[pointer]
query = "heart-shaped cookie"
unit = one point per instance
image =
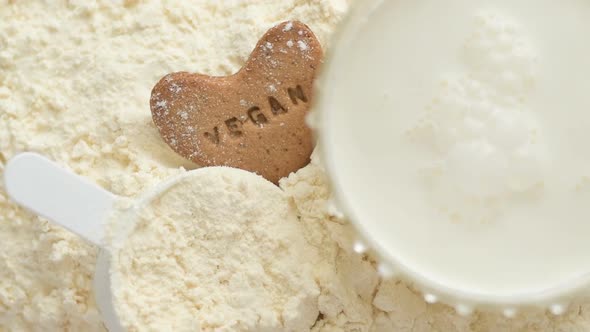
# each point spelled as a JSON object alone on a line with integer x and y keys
{"x": 254, "y": 119}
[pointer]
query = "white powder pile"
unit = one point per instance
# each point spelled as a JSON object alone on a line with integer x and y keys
{"x": 75, "y": 81}
{"x": 223, "y": 250}
{"x": 480, "y": 120}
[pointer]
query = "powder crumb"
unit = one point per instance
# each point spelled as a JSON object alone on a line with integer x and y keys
{"x": 220, "y": 250}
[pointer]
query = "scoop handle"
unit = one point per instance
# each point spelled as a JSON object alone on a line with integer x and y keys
{"x": 64, "y": 198}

[TASK PROMPT]
Pick out each line of the listing above that contains the word "powder", and copy those lines in full.

[TASK OUTPUT]
query = "white powder pile"
query = "powder crumb"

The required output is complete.